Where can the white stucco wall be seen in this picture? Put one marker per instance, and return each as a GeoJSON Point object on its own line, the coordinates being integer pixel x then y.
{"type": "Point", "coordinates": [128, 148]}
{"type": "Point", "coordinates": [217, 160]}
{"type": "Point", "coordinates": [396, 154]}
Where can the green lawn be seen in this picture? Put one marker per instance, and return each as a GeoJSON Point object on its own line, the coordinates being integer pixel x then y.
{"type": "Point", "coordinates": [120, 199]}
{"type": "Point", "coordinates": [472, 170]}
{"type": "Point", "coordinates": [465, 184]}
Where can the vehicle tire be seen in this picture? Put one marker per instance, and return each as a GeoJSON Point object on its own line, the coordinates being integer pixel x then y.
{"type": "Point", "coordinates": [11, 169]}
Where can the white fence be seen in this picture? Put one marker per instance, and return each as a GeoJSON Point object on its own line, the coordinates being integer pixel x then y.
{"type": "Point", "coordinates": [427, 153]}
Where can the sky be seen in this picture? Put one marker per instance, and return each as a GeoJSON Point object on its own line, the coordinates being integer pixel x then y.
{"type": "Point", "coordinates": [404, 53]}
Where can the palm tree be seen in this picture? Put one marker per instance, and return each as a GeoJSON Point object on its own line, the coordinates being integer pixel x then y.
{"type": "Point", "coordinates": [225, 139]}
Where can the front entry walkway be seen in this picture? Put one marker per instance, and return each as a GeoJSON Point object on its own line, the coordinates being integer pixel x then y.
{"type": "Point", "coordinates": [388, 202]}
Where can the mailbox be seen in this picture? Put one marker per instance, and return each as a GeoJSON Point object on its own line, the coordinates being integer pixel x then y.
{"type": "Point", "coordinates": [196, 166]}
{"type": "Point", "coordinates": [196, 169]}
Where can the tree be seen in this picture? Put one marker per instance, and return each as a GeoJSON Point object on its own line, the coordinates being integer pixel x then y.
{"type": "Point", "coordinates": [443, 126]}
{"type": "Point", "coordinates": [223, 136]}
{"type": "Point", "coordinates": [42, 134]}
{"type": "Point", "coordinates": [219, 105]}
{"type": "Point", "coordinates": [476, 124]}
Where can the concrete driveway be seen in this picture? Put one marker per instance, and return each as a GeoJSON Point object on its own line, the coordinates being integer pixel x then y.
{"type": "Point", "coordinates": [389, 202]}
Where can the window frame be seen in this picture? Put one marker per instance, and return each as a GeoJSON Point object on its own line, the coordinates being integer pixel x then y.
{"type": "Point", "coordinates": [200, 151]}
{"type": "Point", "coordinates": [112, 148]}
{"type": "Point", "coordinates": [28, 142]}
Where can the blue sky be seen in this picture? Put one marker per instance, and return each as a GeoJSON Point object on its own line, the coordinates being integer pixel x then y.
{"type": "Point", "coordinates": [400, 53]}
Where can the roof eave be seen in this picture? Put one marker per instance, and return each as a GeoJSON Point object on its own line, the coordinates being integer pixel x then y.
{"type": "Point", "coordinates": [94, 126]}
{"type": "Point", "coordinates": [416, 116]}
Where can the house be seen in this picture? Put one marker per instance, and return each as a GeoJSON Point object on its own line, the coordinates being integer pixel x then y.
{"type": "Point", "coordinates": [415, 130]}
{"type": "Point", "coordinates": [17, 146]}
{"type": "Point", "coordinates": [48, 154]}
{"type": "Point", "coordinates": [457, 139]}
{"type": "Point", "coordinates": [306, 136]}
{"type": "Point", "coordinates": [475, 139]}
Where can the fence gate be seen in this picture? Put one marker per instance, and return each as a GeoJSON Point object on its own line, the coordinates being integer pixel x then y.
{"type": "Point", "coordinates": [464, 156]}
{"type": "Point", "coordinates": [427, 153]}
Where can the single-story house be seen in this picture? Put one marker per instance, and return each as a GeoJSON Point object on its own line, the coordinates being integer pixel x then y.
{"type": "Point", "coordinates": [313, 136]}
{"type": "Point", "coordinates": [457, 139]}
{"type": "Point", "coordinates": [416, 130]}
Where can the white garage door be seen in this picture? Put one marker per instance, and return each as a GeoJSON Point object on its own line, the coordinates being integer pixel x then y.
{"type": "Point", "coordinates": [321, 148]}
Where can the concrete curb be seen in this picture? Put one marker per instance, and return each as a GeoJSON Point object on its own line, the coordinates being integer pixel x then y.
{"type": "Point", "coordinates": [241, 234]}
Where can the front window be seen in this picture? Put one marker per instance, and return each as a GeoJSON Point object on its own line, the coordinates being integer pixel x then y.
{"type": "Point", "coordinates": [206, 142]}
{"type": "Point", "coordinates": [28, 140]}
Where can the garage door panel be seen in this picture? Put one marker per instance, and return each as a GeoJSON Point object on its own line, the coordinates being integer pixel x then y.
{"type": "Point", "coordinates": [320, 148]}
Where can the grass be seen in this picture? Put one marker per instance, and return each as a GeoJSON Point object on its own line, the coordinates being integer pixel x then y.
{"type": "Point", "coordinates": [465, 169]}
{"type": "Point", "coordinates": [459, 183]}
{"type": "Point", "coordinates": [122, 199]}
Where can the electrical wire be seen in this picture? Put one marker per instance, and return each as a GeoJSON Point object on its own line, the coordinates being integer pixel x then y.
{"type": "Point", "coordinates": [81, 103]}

**DIRECTION**
Reproduce the entries above in full, verbatim.

**WORKED SOLUTION**
Where can the white stucco wall be seen in this picture? Put one marker per instance, and return each as a GeoJSON Point object on its own line, the coordinates being integer pixel x then y.
{"type": "Point", "coordinates": [128, 148]}
{"type": "Point", "coordinates": [217, 160]}
{"type": "Point", "coordinates": [396, 154]}
Where can the green lawn be seen in this picture? Put one marker per instance, and return each as a GeoJSON Point object on its own line, the coordinates being integer pixel x then y.
{"type": "Point", "coordinates": [120, 199]}
{"type": "Point", "coordinates": [472, 170]}
{"type": "Point", "coordinates": [465, 184]}
Where can the vehicle tire be seen in this picture? Put one marker per instance, and return each as a GeoJSON Point object on its own line, the coordinates being integer pixel x then y.
{"type": "Point", "coordinates": [11, 169]}
Where can the white fence be seen in this picture? Put one marker per instance, and return each as a GeoJSON Point object on its own line, the coordinates being integer pixel x then y.
{"type": "Point", "coordinates": [427, 153]}
Where can the sky be seen in this picture? Put one marker per instance, and return each as a GeoJSON Point object on its own line, the coordinates being integer pixel x then y.
{"type": "Point", "coordinates": [404, 53]}
Where can the palm tree be seen in this picture? Put one marker per instance, and return each as a GeoJSON Point object on its own line, the coordinates being integer pixel x then y.
{"type": "Point", "coordinates": [225, 139]}
Where can the front entry walkway be seen in this picture? Put one marker per instance, and return each as a GeoJSON Point object on its own line, the coordinates being integer pixel x then y.
{"type": "Point", "coordinates": [388, 202]}
Where can the mailbox be seen in this picture? Put one marker per instance, and return each as a GeoJSON Point object on its own line, the coordinates being integer pixel x then y.
{"type": "Point", "coordinates": [196, 166]}
{"type": "Point", "coordinates": [196, 169]}
Where can the tree be seen in this picture? Put one marker per instance, and return each as a GeoJSON Point object on its own line, the coordinates being integer pixel x then y.
{"type": "Point", "coordinates": [443, 126]}
{"type": "Point", "coordinates": [223, 136]}
{"type": "Point", "coordinates": [42, 134]}
{"type": "Point", "coordinates": [219, 105]}
{"type": "Point", "coordinates": [476, 124]}
Where can the concrete driveway be seen in this picture? Put one marker per instance, and return each as a GeoJSON Point object on its own line, the coordinates being integer pixel x then y.
{"type": "Point", "coordinates": [389, 202]}
Where can the window frame be seen in this picture? Put one marker per instance, and return each as a GeoJSON Point object on its own line, the coordinates being integer pixel x then y.
{"type": "Point", "coordinates": [200, 151]}
{"type": "Point", "coordinates": [112, 148]}
{"type": "Point", "coordinates": [28, 142]}
Where can the blue sky be seen in this picture? Put one marker per instance, and return each as a GeoJSON Point object on its own line, the coordinates being integer pixel x then y.
{"type": "Point", "coordinates": [400, 53]}
Where can the roof eave be seen in this picture? Put one marker per instance, and return each as a GeoJSON Point object on its own line, the coordinates being integer pixel x then y.
{"type": "Point", "coordinates": [94, 126]}
{"type": "Point", "coordinates": [416, 116]}
Where can the house be seen in this picture? Put one marker per instance, and return each as a GeoJSON Point object on its own line, the coordinates being integer pixel x then y.
{"type": "Point", "coordinates": [415, 130]}
{"type": "Point", "coordinates": [17, 146]}
{"type": "Point", "coordinates": [48, 154]}
{"type": "Point", "coordinates": [457, 139]}
{"type": "Point", "coordinates": [306, 136]}
{"type": "Point", "coordinates": [475, 139]}
Where can the fence gate be seen in this picture? Put one marker per instance, and return each as a GeoJSON Point object on its own line, the coordinates being integer pixel x then y.
{"type": "Point", "coordinates": [464, 156]}
{"type": "Point", "coordinates": [427, 153]}
Where can the single-story house be seen in this picture? Put one marker per instance, and return each as a GeoJSON Point object on its own line, the coordinates being integer pixel x then y.
{"type": "Point", "coordinates": [313, 136]}
{"type": "Point", "coordinates": [457, 139]}
{"type": "Point", "coordinates": [416, 130]}
Where can the white garage door be seen in this picture? Put one marker per instance, and return each as a GeoJSON Point object on its own line, the coordinates being integer pixel x then y.
{"type": "Point", "coordinates": [321, 148]}
Where can the concrete curb be seen in this picture? Put one marker per instance, and return each as a GeoJSON Point object on its own line, the coordinates being integer pixel x then y.
{"type": "Point", "coordinates": [241, 234]}
Where can the front window be seen in this picture? Put one marker per instance, and return each as a GeoJSON Point object on its own line, the coordinates being integer pixel x then y.
{"type": "Point", "coordinates": [206, 142]}
{"type": "Point", "coordinates": [28, 140]}
Where can the garage door panel be seen in this picture? Put one marker per instance, and return each as a GeoJSON Point object on its own line, the coordinates being integer pixel x then y.
{"type": "Point", "coordinates": [320, 148]}
Where can the grass be seen in this picture? Put one marker per instance, and return each as a GeoJSON Point object on its own line, the coordinates being integer pixel x then y.
{"type": "Point", "coordinates": [465, 169]}
{"type": "Point", "coordinates": [459, 183]}
{"type": "Point", "coordinates": [122, 199]}
Where can the electrical wire be seen in this picture? Put one marker per instance, and return each as a GeoJSON Point object on its own line, the coordinates being integer pixel x then y.
{"type": "Point", "coordinates": [81, 103]}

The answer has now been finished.